§ **GOAL**
Write out every record in full, exactly as written, please.

§ **DATA EXCERPTS**
+===+
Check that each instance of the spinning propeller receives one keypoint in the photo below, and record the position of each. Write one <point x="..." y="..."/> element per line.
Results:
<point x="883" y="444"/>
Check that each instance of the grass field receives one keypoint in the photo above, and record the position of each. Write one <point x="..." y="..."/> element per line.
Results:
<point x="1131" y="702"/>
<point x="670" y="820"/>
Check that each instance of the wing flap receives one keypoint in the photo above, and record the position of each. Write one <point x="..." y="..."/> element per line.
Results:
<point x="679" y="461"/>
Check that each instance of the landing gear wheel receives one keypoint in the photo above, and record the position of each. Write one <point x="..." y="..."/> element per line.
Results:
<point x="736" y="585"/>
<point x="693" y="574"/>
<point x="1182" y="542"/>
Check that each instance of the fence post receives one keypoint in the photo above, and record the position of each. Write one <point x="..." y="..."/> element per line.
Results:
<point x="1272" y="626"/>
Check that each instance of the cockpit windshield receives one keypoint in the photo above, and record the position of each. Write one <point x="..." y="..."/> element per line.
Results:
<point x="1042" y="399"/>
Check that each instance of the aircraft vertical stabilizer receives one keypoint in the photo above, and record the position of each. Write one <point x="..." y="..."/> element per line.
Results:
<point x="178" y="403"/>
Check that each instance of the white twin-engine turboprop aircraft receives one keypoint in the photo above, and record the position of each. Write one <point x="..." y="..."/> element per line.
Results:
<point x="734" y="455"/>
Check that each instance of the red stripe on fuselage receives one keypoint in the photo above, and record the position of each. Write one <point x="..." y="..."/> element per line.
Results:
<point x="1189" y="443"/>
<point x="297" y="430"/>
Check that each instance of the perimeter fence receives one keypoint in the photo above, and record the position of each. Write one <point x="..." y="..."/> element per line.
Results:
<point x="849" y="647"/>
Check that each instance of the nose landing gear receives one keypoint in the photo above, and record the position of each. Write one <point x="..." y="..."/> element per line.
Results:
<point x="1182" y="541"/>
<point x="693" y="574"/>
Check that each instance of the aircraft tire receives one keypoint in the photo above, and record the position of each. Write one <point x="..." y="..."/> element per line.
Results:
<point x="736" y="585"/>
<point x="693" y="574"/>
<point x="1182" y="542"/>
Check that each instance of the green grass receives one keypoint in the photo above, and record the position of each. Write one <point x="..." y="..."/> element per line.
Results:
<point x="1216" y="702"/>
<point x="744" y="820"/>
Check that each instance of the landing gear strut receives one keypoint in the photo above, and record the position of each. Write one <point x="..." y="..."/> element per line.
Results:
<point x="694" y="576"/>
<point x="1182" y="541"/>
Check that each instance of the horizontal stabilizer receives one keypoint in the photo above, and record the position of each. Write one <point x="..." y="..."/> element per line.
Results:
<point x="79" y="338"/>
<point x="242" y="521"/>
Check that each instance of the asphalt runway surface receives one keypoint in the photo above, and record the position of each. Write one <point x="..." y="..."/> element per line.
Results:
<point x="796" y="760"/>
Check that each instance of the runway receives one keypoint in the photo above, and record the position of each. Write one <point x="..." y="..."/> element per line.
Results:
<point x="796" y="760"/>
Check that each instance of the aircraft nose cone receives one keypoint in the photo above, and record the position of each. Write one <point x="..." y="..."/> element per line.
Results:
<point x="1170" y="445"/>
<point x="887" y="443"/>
+===+
§ **EXERCISE RESPONSE**
Check that each instance of the spinning propeller receives one keypoint in the photo below, and record the position of each. Write one <point x="..." y="..."/> element per line.
Results:
<point x="883" y="444"/>
Check that each instance of the grass field receives one keypoint in the photo above, and record the position of each. Write one <point x="..." y="..."/> element per line.
Results:
<point x="1131" y="702"/>
<point x="670" y="820"/>
Check that each instance of the wing flap receives one keypoint in the photo above, and record the position of each. Write one <point x="..." y="..."/> element per line.
Results:
<point x="679" y="461"/>
Check that each instance of the landing gear wheel receives one keypoint in the photo above, and record the position of each. Write one <point x="..." y="..."/> element per line.
Results:
<point x="736" y="585"/>
<point x="693" y="574"/>
<point x="1182" y="542"/>
Check that each instance of the fence post receives one keypoint in the photo above, and record the position of each. Write one <point x="..." y="..."/> element per line.
Results:
<point x="1272" y="626"/>
Check that each instance of the cockpit windshield receives one keypoint in the photo above, and record the position of each. Write one <point x="..." y="..."/> element per line.
Results:
<point x="1042" y="399"/>
Check that each instance of the aircraft vertical stabilizer receives one keypoint in the photo above, and record the position of each. Write one <point x="..." y="..."/> element per line.
Results:
<point x="178" y="403"/>
Check that each instance of the white twin-engine turboprop aircraft receives one keypoint in the photo above, and record the position of each. Write one <point x="..." y="..."/> element per line.
Results:
<point x="734" y="455"/>
Check that each instance of the red stripe on fuselage receives one keypoint in the photo above, and record the position of each. Write one <point x="..." y="..."/> element per line.
Results:
<point x="1189" y="443"/>
<point x="297" y="430"/>
Check that each instance of the perimeter fence receives one keypoint in the photo above, and record the position of each. Write one <point x="..." y="..."/> element per line.
Results:
<point x="849" y="647"/>
Check that each instance of the nose landing gear receives one keypoint in the photo above, and record the position of each. Write one <point x="..." y="..."/> element per line.
Results:
<point x="1182" y="541"/>
<point x="693" y="574"/>
Check that each instance of the aircraft tire receives one keypoint in the photo above, and record the position of each. Write one <point x="..." y="..."/> element per line.
Results:
<point x="736" y="585"/>
<point x="693" y="574"/>
<point x="1182" y="542"/>
Check that each instance of the green grass receives one keypoint in the photo above, and record the position of each. Write one <point x="..." y="..."/> element per line.
Results:
<point x="1216" y="702"/>
<point x="744" y="820"/>
Check that each instance of the landing gear strut receives one keypoint in the photo above, and record the position of each. Write one <point x="..." y="..."/> element per line.
Results:
<point x="694" y="576"/>
<point x="1182" y="541"/>
Check that each instance of the horizontal stabilizer receives one keypoint in the photo above, and record the position of each. Write one <point x="..." y="..."/> element per line.
Results:
<point x="79" y="338"/>
<point x="242" y="521"/>
Check that each instance of the asphalt runway surface receives one keypoint in the photo above, and record the position of each. Write one <point x="..." y="..."/> element per line.
Results:
<point x="796" y="760"/>
Check that each instance of the runway receives one keypoint in the photo above, and record the position of each. Write one <point x="..." y="..."/> element per line.
Results:
<point x="796" y="760"/>
Check that each instance of the aircraft nose cone receives one keypoint in the photo above, and record the position of each. Write one <point x="..." y="..."/> element per line.
Results:
<point x="1170" y="445"/>
<point x="887" y="443"/>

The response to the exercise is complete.